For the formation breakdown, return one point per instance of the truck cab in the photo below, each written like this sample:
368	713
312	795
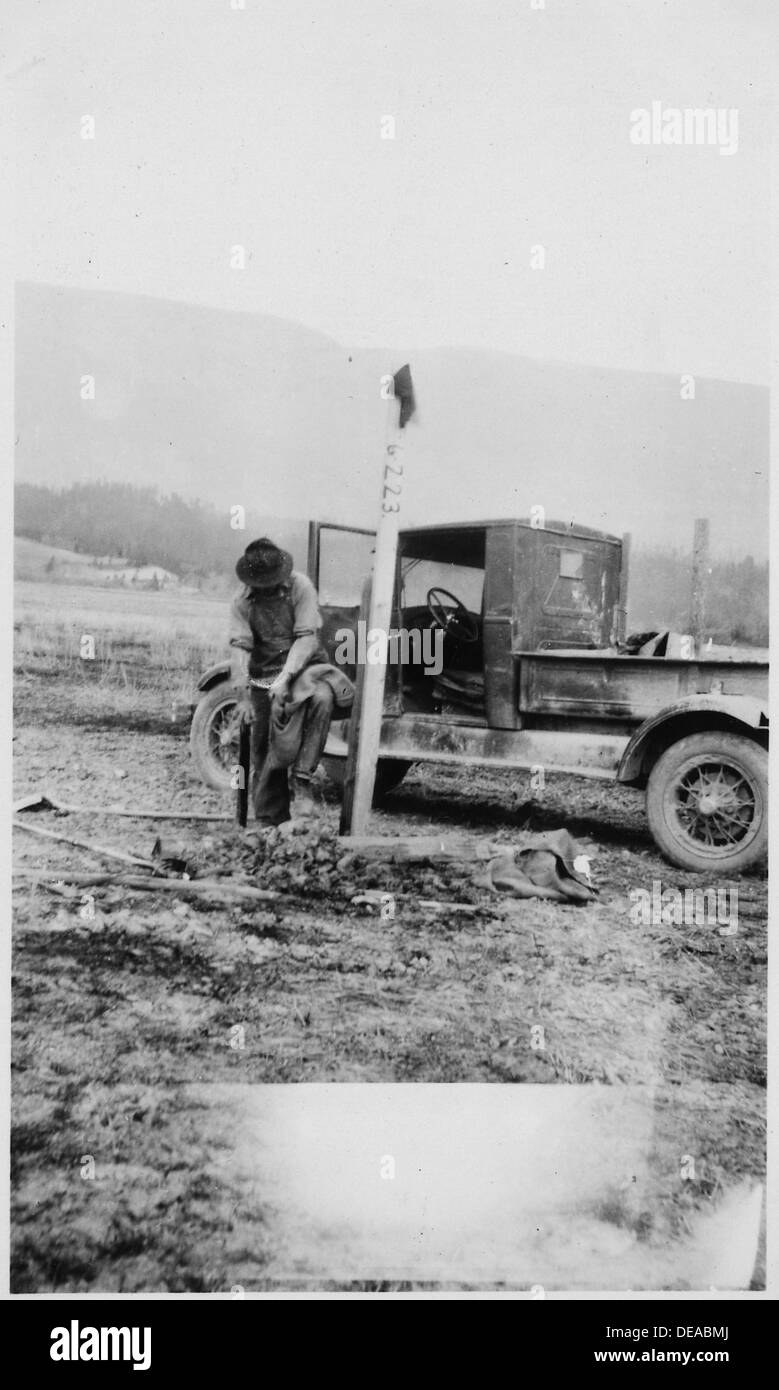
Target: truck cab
532	670
508	649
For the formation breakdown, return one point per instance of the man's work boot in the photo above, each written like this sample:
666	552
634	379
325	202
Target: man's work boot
303	801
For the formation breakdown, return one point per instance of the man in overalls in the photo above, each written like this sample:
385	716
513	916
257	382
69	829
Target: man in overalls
274	635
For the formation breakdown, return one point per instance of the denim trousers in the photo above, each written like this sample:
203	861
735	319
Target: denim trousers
271	784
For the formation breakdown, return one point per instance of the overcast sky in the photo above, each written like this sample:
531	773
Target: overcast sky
262	127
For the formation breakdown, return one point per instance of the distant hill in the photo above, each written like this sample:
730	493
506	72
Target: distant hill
256	410
34	560
148	528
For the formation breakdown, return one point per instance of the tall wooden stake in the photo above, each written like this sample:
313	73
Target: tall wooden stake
365	727
700	583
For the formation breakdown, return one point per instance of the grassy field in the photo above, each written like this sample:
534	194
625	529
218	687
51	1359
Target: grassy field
123	1019
153	642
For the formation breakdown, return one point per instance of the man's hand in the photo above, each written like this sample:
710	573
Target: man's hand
280	687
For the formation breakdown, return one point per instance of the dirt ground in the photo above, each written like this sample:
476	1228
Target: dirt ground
116	1008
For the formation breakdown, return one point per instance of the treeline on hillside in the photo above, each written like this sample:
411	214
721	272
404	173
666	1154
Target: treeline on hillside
191	540
736	601
196	542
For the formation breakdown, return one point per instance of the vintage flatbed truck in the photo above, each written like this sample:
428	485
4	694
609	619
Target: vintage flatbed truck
536	674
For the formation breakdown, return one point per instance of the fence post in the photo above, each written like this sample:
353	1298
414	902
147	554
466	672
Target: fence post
700	583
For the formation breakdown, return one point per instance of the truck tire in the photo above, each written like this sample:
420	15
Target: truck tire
213	737
707	802
390	773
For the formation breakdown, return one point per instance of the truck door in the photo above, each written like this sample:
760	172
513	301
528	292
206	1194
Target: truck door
340	560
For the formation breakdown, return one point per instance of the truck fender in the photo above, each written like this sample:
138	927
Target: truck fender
214	676
690	715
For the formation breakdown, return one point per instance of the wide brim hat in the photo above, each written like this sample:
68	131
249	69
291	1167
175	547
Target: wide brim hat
264	565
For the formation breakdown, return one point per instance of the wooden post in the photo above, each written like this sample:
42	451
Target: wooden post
623	580
348	798
369	705
700	583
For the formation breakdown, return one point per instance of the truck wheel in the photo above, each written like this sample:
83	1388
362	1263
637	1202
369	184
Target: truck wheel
390	773
707	802
213	737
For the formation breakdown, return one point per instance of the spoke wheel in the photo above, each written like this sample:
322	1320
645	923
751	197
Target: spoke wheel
707	802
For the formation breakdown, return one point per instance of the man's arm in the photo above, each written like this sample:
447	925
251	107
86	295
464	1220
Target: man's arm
241	638
308	622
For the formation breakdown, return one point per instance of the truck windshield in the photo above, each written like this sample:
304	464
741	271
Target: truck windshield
466	583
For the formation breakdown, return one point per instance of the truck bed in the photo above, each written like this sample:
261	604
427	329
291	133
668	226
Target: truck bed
597	684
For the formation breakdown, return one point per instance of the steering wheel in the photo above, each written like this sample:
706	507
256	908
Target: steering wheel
456	622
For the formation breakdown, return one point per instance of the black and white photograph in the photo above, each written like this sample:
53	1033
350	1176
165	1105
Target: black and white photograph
390	653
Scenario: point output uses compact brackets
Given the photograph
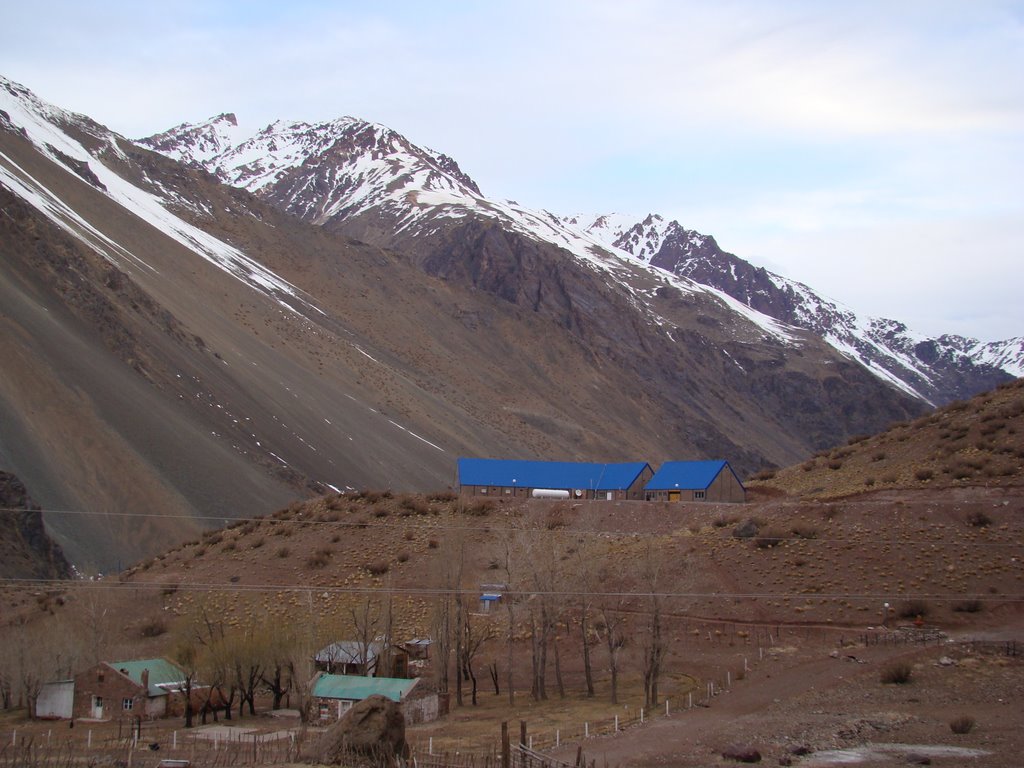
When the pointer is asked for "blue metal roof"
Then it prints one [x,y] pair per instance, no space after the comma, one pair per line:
[687,475]
[356,688]
[558,475]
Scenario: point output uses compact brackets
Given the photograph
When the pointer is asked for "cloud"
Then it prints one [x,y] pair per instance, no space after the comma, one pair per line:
[792,128]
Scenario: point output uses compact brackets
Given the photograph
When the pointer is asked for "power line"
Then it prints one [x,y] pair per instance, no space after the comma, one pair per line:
[270,520]
[431,592]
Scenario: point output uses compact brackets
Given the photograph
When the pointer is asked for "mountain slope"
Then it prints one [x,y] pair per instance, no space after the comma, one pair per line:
[26,550]
[179,351]
[939,369]
[372,183]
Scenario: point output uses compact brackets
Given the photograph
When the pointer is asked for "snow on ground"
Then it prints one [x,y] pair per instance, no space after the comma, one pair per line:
[39,121]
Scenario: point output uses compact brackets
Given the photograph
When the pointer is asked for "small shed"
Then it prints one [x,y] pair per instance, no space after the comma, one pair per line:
[348,657]
[55,700]
[695,481]
[334,694]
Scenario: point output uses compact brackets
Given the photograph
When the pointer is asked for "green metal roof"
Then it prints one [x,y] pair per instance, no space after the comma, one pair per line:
[162,672]
[355,688]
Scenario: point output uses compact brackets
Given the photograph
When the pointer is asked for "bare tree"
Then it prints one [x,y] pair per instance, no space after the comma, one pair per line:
[366,619]
[612,625]
[449,610]
[654,643]
[584,569]
[474,636]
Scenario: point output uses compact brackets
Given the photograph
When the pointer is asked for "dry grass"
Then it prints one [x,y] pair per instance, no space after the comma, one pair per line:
[974,442]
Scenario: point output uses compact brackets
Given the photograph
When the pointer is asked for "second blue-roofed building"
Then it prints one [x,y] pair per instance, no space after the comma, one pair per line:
[501,478]
[695,481]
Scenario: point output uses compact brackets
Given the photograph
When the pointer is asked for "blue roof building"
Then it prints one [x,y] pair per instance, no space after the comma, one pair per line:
[695,481]
[514,477]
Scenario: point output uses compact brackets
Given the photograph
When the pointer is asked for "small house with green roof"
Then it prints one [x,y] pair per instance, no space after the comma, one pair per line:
[138,688]
[334,695]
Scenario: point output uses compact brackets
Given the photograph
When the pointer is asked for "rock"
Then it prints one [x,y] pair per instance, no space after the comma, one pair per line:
[373,730]
[742,754]
[748,529]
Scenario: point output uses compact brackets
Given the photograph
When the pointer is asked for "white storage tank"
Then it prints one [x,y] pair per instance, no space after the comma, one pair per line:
[550,494]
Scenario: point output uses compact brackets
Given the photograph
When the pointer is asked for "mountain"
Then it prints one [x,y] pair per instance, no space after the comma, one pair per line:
[938,370]
[348,312]
[370,182]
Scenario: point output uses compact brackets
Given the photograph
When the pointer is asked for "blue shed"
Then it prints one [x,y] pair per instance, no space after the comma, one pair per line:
[695,481]
[502,478]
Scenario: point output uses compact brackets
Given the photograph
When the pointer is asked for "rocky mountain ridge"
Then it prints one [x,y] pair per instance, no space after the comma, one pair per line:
[179,351]
[371,182]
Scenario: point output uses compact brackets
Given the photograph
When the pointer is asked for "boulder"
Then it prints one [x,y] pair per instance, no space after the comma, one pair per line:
[372,732]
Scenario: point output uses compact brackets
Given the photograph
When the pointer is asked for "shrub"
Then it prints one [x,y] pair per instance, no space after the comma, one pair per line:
[962,724]
[413,505]
[479,508]
[153,628]
[805,530]
[769,539]
[912,609]
[748,530]
[320,558]
[968,606]
[978,519]
[897,673]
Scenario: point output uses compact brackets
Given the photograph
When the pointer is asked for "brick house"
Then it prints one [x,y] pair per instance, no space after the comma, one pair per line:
[139,688]
[695,481]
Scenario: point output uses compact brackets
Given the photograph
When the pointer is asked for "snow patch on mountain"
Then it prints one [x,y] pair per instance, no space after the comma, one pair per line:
[41,124]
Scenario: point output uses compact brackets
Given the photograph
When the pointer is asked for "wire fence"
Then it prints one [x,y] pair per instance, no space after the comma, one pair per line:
[152,745]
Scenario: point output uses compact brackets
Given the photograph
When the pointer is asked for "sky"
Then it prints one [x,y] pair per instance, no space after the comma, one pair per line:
[872,150]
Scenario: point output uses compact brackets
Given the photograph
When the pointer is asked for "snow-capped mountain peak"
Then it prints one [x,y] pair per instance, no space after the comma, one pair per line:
[379,186]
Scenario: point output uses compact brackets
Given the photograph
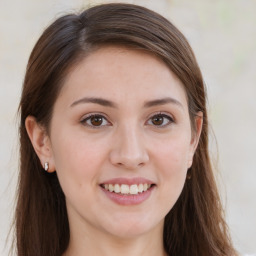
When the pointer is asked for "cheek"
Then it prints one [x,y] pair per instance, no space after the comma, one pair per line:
[172,168]
[77,161]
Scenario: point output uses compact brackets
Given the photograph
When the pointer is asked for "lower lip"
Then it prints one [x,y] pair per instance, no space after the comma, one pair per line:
[128,199]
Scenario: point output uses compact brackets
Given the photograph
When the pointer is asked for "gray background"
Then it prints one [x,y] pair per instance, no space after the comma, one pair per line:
[223,36]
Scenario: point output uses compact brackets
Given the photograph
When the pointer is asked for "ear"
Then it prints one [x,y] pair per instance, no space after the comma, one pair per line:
[195,137]
[40,141]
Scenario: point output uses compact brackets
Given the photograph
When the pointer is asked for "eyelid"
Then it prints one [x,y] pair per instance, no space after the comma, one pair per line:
[165,115]
[90,115]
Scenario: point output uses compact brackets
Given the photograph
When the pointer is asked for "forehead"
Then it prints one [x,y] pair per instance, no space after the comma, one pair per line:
[122,74]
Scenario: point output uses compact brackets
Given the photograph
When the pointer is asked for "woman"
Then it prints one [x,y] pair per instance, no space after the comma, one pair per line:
[114,141]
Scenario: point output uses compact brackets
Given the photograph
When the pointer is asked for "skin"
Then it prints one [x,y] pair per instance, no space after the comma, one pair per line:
[128,144]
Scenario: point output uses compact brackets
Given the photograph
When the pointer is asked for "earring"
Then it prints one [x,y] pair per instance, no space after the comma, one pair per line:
[46,166]
[189,175]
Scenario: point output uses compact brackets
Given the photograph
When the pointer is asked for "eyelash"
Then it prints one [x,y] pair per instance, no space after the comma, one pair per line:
[167,120]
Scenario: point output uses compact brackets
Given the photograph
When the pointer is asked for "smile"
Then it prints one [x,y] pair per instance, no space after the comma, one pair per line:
[125,189]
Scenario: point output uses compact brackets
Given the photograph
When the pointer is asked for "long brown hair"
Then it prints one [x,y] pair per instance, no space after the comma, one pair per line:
[195,225]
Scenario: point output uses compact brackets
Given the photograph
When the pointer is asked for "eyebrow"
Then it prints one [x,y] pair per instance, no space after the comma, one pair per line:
[100,101]
[108,103]
[163,101]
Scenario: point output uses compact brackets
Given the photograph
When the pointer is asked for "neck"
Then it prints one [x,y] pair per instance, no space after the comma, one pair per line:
[94,242]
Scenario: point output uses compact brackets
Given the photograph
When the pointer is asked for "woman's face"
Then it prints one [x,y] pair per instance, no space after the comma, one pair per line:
[121,123]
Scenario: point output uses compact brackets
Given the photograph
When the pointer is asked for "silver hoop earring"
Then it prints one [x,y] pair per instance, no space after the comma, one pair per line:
[46,166]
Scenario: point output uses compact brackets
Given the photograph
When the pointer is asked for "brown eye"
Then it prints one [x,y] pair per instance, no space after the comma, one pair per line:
[157,120]
[160,120]
[95,121]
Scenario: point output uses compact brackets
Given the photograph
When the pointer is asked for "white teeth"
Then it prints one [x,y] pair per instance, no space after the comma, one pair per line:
[117,188]
[140,188]
[125,189]
[110,187]
[134,190]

#####

TASK DIRECTIONS:
Please find how many lines of the entries above include the string "blue", giving the number and nothing else.

RESPONSE TO THE EXERCISE:
4